### EXTRACT TO READ
- Opening Delimiter -

Python 2.0 book

Remco Gerlich scarblac-spamtrap at pino.selwerd.nl
Mon Sep 11 20:14:11 EDT 2000


Sergo wrote in comp.lang.python:
>     I recently became interested in learning Python and just ordered
> "Learning Python", "Python Pocket Reference" - O'Reilly, and "Python
> Essential Reference" - New Riders.
>     Now I've learned that with Python 2.0 release, a lot of changes are
> going to be made to the language. So I'm wandering, should I return
> those books and wait for something more up to date and just stick to
> online tutorials and references, or are they still relevant to the 2.0
> release?

There are some new features, but not "a lot". Python 2 is still perfectly
usable after learning it from those books, and then you can just lookup
the new features. Unicode, augmented assignment, list comprehensions - 
they're nice extras, but not essential for learning the language.

> I also read that with the future 3.0 release, its going to
> change so much that it will basicaly be a new language (true or not?).

Nobody knows. It's a mythical future project, like "the cool things we could
do if we didn't care about backwards portability". It will be made sometime,
but the new language will probably be very much like Python, and it's a few
years away, at least...

-- 
Remco Gerlich,  scarblac at pino.selwerd.nl
Hi! I'm a .sig virus! Join the fun and copy me into yours!

- Closing Delimiter -

### PROVIDED DATA
- Opening Delimiter -

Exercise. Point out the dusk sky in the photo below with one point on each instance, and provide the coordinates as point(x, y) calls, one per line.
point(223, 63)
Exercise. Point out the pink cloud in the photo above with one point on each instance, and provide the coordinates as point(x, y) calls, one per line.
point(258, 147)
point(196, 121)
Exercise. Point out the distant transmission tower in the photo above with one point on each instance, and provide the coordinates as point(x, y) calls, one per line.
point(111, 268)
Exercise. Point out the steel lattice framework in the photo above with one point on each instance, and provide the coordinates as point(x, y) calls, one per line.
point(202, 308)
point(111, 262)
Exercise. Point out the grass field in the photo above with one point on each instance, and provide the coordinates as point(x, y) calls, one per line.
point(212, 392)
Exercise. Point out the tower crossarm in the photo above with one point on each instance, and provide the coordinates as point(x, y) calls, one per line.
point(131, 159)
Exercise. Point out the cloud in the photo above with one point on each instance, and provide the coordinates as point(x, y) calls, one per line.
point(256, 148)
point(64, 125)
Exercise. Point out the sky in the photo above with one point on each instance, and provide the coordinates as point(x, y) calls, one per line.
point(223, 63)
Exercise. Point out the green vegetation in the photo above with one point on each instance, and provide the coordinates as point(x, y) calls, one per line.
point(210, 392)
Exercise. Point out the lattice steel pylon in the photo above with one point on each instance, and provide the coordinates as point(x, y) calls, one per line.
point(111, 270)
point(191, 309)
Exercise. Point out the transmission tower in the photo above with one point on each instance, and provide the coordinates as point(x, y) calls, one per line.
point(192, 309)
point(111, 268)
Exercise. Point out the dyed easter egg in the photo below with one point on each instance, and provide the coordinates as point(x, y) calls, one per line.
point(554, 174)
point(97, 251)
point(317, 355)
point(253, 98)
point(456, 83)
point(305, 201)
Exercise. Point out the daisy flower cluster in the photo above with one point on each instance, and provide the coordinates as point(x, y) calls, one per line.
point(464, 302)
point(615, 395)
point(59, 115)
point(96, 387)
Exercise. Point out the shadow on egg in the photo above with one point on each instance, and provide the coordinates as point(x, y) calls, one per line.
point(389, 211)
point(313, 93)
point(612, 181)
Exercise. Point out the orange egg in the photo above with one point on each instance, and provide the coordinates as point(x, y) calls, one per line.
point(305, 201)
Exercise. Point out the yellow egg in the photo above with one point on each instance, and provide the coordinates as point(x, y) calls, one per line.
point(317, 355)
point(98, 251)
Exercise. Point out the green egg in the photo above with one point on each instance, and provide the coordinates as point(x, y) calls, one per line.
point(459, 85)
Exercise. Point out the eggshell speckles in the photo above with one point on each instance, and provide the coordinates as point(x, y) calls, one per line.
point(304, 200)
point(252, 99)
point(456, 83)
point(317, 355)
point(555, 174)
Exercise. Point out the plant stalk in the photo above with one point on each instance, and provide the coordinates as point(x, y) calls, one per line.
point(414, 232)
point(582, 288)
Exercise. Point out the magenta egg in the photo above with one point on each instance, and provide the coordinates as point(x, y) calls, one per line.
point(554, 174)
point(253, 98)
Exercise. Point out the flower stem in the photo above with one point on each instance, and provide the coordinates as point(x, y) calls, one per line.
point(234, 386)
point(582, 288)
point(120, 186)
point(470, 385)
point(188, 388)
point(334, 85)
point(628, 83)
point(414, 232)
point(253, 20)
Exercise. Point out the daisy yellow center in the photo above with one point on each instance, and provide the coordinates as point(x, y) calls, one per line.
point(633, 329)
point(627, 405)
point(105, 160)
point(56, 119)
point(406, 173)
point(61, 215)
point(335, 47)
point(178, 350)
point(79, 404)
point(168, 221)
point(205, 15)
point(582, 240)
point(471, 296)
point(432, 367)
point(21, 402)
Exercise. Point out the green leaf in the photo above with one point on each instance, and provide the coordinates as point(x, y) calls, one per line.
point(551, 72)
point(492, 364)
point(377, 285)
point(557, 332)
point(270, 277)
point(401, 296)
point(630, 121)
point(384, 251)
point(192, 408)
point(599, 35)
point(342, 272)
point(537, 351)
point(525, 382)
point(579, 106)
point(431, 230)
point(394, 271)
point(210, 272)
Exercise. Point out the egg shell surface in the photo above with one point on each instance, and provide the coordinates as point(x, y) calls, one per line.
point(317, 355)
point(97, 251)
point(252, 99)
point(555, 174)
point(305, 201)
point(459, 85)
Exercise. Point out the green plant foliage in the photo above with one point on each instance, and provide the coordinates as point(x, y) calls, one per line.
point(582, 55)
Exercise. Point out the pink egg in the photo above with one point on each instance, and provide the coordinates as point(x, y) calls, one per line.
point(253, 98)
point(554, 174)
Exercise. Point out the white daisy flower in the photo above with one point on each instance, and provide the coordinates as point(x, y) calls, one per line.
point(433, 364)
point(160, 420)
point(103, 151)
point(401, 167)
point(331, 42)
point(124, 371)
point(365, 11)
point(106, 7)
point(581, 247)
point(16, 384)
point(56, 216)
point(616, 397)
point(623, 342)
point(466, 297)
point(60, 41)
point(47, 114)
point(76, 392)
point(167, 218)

- Closing Delimiter -

### WORK REQUEST
Reproduce the post about Python 2.0 books from above, word for word and in full.

### EXERCISE RESPONSE
Python 2.0 book

Remco Gerlich scarblac-spamtrap at pino.selwerd.nl
Mon Sep 11 20:14:11 EDT 2000


Sergo wrote in comp.lang.python:
>     I recently became interested in learning Python and just ordered
> "Learning Python", "Python Pocket Reference" - O'Reilly, and "Python
> Essential Reference" - New Riders.
>     Now I've learned that with Python 2.0 release, a lot of changes are
> going to be made to the language. So I'm wandering, should I return
> those books and wait for something more up to date and just stick to
> online tutorials and references, or are they still relevant to the 2.0
> release?

There are some new features, but not "a lot". Python 2 is still perfectly
usable after learning it from those books, and then you can just lookup
the new features. Unicode, augmented assignment, list comprehensions - 
they're nice extras, but not essential for learning the language.

> I also read that with the future 3.0 release, its going to
> change so much that it will basicaly be a new language (true or not?).

Nobody knows. It's a mythical future project, like "the cool things we could
do if we didn't care about backwards portability". It will be made sometime,
but the new language will probably be very much like Python, and it's a few
years away, at least...

-- 
Remco Gerlich,  scarblac at pino.selwerd.nl
Hi! I'm a .sig virus! Join the fun and copy me into yours!